▸ SUPPLIED DATA:
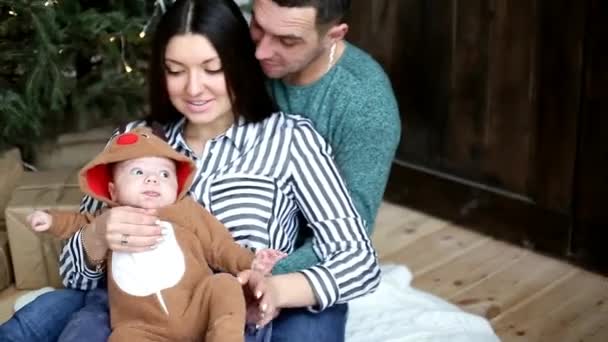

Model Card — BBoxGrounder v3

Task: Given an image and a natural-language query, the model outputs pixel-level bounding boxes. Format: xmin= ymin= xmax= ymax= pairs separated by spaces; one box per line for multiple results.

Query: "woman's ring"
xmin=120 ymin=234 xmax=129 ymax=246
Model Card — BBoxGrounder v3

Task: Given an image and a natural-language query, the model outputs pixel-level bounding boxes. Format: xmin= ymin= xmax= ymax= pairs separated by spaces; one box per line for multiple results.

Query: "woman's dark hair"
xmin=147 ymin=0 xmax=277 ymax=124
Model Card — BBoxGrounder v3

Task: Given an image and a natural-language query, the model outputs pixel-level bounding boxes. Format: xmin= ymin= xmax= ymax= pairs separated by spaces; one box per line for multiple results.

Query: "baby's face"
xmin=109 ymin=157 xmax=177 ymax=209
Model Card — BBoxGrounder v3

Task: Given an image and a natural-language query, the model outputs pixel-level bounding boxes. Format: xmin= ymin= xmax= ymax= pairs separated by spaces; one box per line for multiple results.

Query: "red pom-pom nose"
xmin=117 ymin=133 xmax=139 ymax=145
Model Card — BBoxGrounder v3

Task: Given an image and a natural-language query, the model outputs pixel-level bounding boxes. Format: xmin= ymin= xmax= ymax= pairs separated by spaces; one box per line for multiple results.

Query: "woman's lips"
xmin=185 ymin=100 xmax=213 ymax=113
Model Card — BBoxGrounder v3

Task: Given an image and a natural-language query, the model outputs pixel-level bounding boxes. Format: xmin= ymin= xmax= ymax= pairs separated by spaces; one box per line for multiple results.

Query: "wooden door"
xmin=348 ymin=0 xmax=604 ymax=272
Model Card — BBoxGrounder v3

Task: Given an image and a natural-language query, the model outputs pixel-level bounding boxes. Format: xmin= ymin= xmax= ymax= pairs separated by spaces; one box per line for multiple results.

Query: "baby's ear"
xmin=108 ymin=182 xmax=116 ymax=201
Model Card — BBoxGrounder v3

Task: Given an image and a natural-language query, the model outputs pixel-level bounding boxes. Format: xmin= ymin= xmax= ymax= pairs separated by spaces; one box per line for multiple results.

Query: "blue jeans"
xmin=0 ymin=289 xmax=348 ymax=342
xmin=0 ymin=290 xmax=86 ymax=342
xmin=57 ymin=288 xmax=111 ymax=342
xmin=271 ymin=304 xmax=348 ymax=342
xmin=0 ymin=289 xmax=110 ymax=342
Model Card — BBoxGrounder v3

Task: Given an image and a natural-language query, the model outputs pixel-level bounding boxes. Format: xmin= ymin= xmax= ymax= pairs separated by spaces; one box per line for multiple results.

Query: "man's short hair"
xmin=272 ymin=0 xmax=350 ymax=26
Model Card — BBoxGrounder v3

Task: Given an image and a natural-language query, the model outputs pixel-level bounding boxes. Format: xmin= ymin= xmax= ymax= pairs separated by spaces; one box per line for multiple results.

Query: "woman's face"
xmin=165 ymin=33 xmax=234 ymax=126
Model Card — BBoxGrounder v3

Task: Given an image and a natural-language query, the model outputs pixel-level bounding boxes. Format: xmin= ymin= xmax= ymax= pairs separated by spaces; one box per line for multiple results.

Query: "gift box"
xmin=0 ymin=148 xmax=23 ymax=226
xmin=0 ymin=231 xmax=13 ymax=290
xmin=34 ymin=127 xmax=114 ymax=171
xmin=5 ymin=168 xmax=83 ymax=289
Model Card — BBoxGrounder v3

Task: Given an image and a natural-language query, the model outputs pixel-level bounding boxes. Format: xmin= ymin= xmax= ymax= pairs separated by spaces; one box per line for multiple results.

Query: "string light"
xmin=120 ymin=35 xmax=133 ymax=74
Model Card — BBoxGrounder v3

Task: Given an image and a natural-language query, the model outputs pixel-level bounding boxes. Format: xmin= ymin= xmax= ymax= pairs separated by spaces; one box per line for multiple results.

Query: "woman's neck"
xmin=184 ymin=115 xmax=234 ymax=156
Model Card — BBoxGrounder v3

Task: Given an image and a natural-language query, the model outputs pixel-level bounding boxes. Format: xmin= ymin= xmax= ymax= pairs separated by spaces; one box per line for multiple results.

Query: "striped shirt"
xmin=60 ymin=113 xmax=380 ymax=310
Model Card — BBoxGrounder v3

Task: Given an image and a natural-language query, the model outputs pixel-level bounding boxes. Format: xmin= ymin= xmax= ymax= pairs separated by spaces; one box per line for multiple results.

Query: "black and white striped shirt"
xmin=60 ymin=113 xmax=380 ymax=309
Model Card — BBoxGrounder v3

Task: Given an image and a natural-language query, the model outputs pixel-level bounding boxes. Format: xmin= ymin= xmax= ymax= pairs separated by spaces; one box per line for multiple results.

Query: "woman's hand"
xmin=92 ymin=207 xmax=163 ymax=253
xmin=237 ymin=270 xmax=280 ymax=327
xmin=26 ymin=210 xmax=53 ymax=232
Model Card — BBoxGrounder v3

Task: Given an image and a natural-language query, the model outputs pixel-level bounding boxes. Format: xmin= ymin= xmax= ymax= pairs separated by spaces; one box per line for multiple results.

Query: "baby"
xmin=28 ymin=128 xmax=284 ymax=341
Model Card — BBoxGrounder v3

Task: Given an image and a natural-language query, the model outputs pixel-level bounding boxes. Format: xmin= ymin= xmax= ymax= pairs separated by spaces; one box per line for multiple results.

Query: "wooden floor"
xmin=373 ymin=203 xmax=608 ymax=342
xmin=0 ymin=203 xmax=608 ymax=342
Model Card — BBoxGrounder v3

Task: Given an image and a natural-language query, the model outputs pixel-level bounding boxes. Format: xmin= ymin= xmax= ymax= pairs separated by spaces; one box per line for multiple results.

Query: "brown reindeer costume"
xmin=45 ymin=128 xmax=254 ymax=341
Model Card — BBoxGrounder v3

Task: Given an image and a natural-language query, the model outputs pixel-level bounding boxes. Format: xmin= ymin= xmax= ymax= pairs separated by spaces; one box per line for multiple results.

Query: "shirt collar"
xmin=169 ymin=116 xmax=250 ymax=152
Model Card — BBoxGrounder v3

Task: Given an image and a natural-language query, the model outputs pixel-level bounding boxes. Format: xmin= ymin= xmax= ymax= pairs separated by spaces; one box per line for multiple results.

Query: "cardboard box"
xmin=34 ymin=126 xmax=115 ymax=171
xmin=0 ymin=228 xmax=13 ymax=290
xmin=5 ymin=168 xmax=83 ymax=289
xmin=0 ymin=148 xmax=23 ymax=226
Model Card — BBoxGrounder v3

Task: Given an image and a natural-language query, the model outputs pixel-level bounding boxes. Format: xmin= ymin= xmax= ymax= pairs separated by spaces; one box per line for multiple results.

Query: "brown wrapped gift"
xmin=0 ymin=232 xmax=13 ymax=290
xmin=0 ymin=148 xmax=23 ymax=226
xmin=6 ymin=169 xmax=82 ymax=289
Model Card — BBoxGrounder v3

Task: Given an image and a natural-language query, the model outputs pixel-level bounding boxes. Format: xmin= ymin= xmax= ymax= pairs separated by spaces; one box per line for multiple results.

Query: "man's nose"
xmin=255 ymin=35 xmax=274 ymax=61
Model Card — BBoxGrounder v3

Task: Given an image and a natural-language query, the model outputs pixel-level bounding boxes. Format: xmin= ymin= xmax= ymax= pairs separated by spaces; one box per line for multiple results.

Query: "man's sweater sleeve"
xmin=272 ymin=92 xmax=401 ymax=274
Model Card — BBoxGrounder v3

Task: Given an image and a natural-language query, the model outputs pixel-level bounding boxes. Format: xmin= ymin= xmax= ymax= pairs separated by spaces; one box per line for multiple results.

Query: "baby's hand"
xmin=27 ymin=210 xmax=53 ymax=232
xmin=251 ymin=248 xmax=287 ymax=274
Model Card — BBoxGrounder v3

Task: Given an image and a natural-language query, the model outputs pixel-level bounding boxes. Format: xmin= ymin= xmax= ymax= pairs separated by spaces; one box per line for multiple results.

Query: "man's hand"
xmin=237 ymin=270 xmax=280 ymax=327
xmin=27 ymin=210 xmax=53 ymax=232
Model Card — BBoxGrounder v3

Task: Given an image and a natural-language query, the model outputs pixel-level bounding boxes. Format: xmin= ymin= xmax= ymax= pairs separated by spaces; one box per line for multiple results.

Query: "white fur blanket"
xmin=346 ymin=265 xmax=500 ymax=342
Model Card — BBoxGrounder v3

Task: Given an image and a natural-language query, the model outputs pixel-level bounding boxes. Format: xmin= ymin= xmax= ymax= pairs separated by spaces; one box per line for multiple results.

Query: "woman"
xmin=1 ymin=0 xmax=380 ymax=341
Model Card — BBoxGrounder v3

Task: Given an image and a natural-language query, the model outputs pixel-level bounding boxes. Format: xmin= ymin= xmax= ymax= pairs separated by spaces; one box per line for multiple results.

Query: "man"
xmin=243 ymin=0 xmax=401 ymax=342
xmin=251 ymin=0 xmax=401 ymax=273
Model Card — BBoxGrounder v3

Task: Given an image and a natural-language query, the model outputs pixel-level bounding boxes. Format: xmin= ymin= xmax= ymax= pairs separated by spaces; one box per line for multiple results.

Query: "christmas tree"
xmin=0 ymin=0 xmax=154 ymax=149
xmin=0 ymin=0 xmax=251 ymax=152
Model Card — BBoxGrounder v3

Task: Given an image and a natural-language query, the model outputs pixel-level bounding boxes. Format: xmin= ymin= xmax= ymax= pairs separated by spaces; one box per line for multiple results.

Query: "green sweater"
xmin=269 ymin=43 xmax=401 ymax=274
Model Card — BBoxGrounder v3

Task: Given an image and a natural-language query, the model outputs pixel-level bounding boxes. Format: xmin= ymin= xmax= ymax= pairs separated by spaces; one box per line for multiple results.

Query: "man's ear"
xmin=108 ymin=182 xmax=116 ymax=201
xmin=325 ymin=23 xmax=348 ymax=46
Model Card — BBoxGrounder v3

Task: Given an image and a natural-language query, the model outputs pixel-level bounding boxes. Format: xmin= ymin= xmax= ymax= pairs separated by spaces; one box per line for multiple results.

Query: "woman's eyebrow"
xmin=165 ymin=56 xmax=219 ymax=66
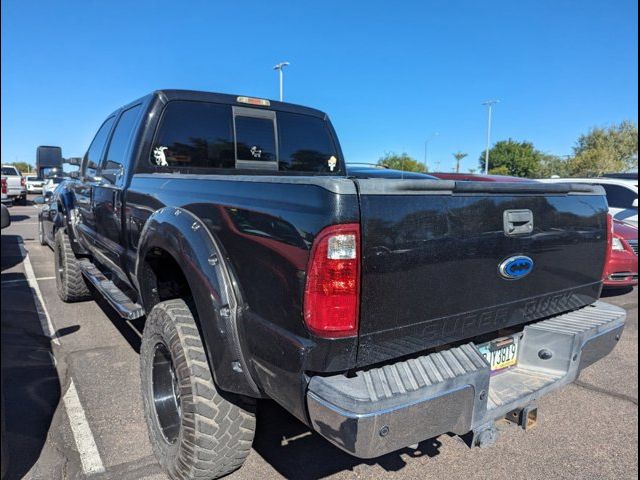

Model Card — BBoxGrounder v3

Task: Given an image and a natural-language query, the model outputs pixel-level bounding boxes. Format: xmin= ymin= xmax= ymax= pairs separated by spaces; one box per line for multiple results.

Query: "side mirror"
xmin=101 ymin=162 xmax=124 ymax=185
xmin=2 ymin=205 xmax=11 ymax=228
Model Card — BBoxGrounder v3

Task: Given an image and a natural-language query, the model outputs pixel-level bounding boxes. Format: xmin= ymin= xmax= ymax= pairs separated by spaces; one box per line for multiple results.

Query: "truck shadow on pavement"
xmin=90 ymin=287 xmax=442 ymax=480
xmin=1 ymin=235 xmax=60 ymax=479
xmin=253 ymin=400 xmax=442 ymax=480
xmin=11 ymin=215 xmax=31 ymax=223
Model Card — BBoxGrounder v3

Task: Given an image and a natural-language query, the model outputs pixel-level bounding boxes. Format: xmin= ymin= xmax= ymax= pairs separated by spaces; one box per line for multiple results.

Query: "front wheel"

▸ TASK OBJECTIVE:
Return each line from the items above that contains the word "wooden".

▸ CORRECT OUTPUT:
Query: "wooden door"
Query: "wooden floor"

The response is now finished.